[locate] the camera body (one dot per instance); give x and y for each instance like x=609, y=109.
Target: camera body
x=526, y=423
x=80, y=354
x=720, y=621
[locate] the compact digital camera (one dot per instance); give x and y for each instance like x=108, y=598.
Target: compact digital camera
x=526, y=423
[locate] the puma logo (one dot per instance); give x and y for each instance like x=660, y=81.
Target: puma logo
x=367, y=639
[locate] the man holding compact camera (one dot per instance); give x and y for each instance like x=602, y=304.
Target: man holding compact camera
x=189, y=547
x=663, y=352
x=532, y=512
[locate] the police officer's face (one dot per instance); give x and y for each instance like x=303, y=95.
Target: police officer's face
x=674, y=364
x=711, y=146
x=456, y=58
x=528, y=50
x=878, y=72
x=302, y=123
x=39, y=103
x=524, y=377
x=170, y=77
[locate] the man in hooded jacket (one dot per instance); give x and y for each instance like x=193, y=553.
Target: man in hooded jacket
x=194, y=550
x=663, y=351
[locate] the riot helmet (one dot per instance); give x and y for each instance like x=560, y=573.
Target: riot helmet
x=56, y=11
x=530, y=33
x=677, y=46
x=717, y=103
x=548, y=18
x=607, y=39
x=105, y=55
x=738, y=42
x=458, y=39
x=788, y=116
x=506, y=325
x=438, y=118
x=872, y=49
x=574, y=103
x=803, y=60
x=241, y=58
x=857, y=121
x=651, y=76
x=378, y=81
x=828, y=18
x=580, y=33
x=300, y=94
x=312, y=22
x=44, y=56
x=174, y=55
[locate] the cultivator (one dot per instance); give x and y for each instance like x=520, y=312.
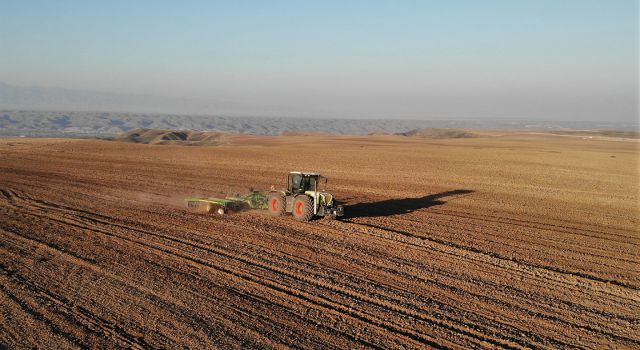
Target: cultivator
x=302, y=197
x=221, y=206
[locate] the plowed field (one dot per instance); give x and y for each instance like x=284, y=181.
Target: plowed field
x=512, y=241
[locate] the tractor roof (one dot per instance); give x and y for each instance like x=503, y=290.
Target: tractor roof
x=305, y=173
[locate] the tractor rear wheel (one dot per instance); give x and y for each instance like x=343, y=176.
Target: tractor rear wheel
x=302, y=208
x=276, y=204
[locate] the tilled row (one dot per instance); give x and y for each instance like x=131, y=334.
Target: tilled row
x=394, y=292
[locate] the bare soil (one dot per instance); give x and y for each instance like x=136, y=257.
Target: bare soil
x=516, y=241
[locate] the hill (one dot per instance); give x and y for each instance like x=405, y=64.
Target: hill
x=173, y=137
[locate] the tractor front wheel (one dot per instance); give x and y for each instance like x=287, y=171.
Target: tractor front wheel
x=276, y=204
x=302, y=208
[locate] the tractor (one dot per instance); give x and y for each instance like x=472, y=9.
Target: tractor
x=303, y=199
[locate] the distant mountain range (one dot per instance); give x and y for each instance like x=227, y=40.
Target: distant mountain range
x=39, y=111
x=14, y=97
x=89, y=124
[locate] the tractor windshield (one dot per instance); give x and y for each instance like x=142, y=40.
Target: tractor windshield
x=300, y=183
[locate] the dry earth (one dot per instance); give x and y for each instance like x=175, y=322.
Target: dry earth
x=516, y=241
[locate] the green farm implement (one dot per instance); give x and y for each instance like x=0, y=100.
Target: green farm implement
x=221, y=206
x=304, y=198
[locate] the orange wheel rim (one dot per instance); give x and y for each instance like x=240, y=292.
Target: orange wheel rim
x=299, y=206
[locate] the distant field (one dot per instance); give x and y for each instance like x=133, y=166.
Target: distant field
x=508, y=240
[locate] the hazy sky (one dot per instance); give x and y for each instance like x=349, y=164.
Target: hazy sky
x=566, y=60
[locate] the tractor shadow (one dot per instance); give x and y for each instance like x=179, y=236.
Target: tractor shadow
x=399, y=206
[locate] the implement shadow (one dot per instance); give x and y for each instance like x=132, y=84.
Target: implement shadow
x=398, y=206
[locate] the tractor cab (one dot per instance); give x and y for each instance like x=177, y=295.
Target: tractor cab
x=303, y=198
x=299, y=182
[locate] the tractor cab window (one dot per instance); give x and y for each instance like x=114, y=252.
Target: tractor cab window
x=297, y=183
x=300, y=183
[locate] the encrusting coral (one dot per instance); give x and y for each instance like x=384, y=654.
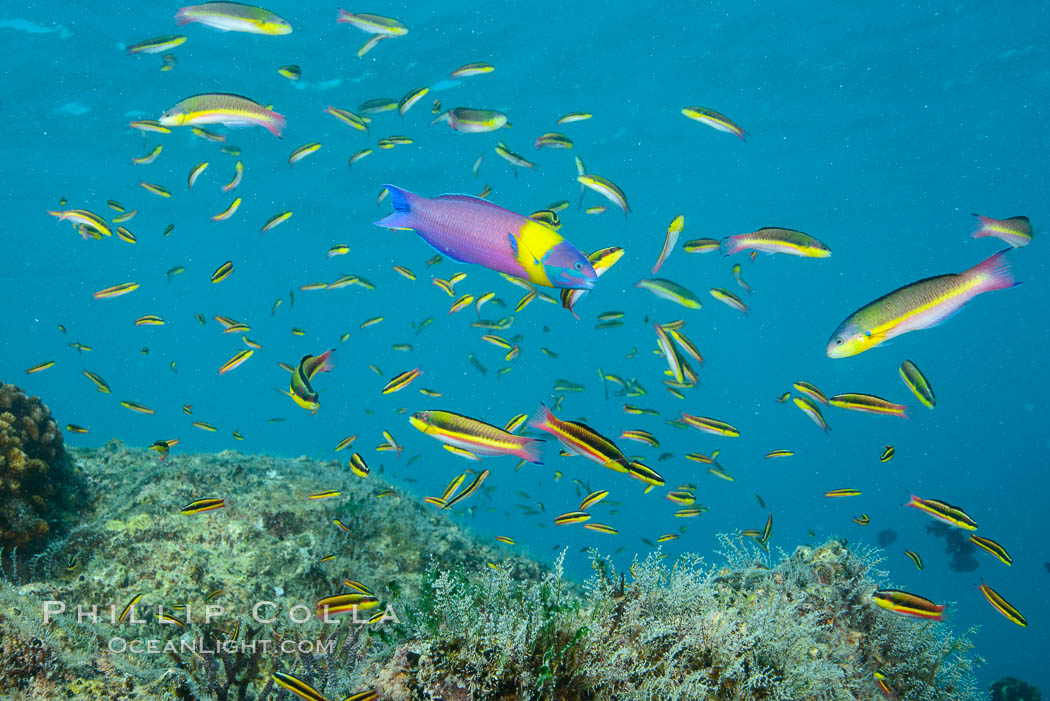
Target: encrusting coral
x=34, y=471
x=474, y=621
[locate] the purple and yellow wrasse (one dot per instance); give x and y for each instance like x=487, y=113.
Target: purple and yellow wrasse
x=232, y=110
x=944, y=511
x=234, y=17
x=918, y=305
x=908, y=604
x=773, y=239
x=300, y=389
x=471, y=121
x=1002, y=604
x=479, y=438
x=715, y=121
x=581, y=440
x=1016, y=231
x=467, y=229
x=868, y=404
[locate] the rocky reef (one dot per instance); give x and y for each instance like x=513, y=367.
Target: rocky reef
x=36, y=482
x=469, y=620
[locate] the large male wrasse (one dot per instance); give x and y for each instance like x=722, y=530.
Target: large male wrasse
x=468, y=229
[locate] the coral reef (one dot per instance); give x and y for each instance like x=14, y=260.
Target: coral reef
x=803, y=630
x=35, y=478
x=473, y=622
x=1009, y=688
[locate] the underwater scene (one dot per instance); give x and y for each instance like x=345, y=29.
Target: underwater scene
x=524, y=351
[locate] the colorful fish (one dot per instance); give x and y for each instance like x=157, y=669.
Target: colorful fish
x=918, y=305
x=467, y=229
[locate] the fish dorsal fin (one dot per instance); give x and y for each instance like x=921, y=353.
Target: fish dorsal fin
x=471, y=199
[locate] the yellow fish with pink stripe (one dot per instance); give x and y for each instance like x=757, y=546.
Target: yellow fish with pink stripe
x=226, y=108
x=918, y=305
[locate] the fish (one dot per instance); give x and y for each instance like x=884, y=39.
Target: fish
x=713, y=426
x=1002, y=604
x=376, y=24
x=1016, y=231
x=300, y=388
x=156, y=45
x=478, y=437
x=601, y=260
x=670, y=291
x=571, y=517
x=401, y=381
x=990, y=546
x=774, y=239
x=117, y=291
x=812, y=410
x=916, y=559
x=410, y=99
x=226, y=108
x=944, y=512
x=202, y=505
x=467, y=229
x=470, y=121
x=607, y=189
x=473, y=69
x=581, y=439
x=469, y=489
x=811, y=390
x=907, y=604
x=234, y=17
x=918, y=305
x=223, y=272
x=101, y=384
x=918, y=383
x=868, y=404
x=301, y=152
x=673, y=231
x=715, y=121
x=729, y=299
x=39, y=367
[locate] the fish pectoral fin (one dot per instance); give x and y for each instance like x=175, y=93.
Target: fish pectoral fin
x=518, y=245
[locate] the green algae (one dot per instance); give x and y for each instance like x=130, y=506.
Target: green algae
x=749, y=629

--

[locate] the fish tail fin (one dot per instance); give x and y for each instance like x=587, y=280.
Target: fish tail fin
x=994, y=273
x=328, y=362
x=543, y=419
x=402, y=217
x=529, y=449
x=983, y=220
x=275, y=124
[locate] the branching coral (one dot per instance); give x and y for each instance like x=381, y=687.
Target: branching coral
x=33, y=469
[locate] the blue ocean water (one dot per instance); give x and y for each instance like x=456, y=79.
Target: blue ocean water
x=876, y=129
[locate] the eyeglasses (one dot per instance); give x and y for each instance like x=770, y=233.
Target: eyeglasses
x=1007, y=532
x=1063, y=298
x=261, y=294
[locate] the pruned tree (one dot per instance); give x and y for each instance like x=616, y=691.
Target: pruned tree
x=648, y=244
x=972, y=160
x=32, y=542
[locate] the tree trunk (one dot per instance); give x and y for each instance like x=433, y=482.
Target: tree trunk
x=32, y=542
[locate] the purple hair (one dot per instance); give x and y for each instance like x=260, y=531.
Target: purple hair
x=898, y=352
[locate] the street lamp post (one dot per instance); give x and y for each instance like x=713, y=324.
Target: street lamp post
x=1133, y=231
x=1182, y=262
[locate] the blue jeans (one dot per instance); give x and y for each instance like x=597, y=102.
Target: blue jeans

- _Problem_:
Reproduce, without alteration, the lines of the records above, starting at the line that contains "[locate] the orange" and ending at the line that contains "x=508, y=240", with both of those lines included.

- _Reply_:
[locate] the orange wheel rim (one dot per instance); give x and y for each instance like x=240, y=292.
Target: orange wheel rim
x=299, y=206
[locate] the distant field (one dot per instance); give x and y for each instance like x=133, y=166.
Target: distant field
x=508, y=240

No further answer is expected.